In [54]:
%matplotlib inline
import pandas as pd
import numpy as np
import seaborn as sns
import matplotlib.pyplot as plt

from datetime import datetime

from sklearn.decomposition import PCA
from sklearn.preprocessing import StandardScaler, MinMaxScaler, OneHotEncoder, LabelEncoder
from sklearn.model_selection import cross_val_score, RandomizedSearchCV, GridSearchCV, train_test_split
from sklearn.metrics import classification_report, accuracy_score
from sklearn.ensemble import RandomForestClassifier, VotingClassifier, ExtraTreesClassifier
from sklearn.tree import DecisionTreeClassifier
from sklearn.svm import SVC

from xgboost import XGBClassifier
from catboost import CatBoostClassifier

In [2]:
train = pd.read_csv("train.csv")
test = pd.read_csv("test.csv")
data_cleaner = [train, test]

split_index = len(train)
Id = test.PassengerId
target = train.Survived

cat_features = []
num_features = []
ord_features = []
bool_features = []

In [3]:
for d in data_cleaner:
    d.loc[d.Fare > 300, "Fare"] = 300

In [4]:
for data in data_cleaner:
    data["Family"] = data.Parch + data.SibSp + 1
    data["IsAlong"] = data.Family.map(lambda x: 1 if x == 1 else 0)
    data["IsMarige"] = data.Parch.map(lambda x: 1 if x != 0 else 0)
    data["Title"] = data.Name.map(lambda x: x.split(",")[1].split(".")[0].strip())

+===+

▸ TASK 1
Show each line in the rows that follow containing the word "below".

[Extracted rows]
+===+

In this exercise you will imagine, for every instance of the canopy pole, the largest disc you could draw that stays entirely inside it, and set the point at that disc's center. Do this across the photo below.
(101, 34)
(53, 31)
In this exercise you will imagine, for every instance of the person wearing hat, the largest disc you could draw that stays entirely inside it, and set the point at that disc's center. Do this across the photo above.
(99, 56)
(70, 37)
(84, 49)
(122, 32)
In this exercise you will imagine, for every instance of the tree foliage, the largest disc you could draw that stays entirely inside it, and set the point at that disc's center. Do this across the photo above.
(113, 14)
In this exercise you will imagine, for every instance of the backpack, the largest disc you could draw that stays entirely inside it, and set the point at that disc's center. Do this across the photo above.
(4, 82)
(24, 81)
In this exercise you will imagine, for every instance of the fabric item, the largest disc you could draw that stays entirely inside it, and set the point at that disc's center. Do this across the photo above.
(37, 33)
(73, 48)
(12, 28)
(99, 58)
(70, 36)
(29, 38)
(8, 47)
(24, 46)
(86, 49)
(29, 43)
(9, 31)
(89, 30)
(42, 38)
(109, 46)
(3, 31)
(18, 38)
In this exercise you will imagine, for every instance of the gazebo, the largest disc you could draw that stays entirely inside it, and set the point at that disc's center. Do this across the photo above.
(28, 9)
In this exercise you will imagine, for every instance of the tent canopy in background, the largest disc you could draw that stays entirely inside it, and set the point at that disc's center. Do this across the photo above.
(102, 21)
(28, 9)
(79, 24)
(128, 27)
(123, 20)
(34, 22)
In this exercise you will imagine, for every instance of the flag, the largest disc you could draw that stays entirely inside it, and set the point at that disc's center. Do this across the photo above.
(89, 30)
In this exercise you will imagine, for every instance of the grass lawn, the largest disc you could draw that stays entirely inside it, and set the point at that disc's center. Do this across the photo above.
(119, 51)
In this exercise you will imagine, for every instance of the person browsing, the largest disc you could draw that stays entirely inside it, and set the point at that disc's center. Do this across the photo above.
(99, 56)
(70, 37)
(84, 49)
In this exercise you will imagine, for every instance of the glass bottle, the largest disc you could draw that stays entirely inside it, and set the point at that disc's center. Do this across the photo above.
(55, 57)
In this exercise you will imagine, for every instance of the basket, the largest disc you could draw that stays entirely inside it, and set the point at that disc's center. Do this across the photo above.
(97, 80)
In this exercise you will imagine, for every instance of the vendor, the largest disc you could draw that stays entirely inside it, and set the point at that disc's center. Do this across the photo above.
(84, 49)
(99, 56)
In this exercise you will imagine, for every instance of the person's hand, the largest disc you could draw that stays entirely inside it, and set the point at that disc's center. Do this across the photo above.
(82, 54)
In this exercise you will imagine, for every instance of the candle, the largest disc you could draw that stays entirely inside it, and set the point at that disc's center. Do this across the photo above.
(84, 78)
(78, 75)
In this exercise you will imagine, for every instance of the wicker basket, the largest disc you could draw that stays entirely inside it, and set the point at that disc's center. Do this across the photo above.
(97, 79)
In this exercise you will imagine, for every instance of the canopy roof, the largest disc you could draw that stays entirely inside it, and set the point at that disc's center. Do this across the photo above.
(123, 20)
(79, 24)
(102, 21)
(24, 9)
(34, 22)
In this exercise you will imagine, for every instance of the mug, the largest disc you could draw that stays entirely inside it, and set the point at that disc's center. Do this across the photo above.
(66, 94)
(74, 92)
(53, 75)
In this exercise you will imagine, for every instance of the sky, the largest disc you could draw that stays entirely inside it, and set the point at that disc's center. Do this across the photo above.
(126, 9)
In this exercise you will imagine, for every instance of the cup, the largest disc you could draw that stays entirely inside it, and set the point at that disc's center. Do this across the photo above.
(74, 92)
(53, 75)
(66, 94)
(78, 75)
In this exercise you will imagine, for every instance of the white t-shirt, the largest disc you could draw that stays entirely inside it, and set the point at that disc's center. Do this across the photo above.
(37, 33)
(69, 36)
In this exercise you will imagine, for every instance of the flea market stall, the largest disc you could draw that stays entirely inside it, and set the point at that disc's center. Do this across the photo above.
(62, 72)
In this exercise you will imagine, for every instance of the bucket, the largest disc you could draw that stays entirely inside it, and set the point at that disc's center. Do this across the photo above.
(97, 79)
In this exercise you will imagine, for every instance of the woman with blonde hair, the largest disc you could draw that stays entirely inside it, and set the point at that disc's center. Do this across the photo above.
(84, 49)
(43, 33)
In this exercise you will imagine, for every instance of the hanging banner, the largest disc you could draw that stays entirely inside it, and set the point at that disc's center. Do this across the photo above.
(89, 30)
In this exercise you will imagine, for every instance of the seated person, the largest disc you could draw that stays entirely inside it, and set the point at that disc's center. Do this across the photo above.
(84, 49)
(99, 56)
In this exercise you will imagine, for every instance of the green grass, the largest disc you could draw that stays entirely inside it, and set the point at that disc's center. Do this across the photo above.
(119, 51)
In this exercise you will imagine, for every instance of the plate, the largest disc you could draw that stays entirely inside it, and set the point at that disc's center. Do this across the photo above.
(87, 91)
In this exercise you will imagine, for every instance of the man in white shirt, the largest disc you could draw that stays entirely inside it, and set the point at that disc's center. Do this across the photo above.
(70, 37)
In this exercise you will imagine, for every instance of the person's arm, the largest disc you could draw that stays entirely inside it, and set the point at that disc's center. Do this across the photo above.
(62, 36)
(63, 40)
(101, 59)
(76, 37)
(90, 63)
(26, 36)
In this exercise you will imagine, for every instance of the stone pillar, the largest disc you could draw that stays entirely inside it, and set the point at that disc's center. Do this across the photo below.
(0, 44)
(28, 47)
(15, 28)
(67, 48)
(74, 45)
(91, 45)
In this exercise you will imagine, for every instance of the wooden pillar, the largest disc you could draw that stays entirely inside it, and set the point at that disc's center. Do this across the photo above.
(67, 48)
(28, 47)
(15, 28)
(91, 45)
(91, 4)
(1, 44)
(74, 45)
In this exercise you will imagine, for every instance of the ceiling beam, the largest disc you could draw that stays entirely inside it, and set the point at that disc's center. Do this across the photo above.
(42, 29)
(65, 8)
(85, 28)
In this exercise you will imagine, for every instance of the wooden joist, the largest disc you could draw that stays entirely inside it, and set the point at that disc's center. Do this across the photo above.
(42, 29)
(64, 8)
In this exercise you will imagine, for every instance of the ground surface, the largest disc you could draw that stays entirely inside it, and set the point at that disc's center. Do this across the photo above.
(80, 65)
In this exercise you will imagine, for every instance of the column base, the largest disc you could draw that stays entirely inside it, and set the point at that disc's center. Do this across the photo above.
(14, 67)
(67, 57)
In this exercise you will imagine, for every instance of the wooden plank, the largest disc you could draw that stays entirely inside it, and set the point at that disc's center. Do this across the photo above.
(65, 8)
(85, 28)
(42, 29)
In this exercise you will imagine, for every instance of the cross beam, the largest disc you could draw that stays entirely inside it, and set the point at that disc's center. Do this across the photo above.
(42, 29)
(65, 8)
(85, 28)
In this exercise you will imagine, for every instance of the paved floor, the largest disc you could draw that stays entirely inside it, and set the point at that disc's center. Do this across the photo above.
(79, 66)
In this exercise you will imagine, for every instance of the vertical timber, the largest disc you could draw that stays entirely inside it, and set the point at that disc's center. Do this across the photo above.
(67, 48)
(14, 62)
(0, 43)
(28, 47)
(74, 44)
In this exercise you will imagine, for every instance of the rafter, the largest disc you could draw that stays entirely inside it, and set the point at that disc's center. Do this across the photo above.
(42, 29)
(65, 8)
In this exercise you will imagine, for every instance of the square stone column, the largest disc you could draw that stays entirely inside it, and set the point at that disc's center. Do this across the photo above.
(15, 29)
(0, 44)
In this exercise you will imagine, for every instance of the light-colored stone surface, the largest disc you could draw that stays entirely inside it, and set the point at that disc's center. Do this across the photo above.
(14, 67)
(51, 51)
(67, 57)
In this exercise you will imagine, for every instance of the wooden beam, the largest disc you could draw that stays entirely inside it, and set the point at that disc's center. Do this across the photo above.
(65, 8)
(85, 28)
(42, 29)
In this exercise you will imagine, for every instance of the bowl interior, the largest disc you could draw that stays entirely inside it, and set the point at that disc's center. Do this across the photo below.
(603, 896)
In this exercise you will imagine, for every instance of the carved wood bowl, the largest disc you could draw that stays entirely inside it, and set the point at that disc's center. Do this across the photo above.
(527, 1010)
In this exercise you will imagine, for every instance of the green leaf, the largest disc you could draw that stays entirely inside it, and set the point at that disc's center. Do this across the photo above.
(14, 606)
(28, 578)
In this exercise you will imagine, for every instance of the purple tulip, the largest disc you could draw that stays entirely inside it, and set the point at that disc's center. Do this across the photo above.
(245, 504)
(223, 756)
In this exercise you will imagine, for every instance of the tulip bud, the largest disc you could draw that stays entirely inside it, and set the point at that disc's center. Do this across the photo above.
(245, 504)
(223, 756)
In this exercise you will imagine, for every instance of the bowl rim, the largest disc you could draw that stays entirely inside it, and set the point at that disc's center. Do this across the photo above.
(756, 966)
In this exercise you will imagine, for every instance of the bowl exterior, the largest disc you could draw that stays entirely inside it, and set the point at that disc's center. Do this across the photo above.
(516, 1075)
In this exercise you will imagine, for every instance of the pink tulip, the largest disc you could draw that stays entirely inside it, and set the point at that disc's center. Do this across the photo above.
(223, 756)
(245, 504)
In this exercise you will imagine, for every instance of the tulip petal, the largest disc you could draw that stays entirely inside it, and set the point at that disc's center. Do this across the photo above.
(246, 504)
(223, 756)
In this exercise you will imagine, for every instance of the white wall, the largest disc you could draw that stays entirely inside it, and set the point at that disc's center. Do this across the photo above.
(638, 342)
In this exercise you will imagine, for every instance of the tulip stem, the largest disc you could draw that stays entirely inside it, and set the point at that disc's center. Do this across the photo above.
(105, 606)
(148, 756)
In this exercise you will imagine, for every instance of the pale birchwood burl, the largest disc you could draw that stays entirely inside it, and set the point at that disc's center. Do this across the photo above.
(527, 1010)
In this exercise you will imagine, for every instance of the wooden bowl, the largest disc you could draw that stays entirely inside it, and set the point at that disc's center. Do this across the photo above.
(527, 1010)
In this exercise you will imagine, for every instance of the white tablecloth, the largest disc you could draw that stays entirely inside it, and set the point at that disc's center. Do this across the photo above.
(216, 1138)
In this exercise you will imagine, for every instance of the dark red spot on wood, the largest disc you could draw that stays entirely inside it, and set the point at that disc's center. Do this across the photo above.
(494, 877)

+===+

▸ TASK 2
Quote the stretch of the notebook code from "from xgboost import" through "split_index = len(train)".

▸ EXPECTED ANSWER 1
In this exercise you will imagine, for every instance of the canopy pole, the largest disc you could draw that stays entirely inside it, and set the point at that disc's center. Do this across the photo below.
In this exercise you will imagine, for every instance of the stone pillar, the largest disc you could draw that stays entirely inside it, and set the point at that disc's center. Do this across the photo below.
In this exercise you will imagine, for every instance of the bowl interior, the largest disc you could draw that stays entirely inside it, and set the point at that disc's center. Do this across the photo below.

▸ EXPECTED ANSWER 2
from xgboost import XGBClassifier
from catboost import CatBoostClassifier

In [2]:
train = pd.read_csv("train.csv")
test = pd.read_csv("test.csv")
data_cleaner = [train, test]

split_index = len(train)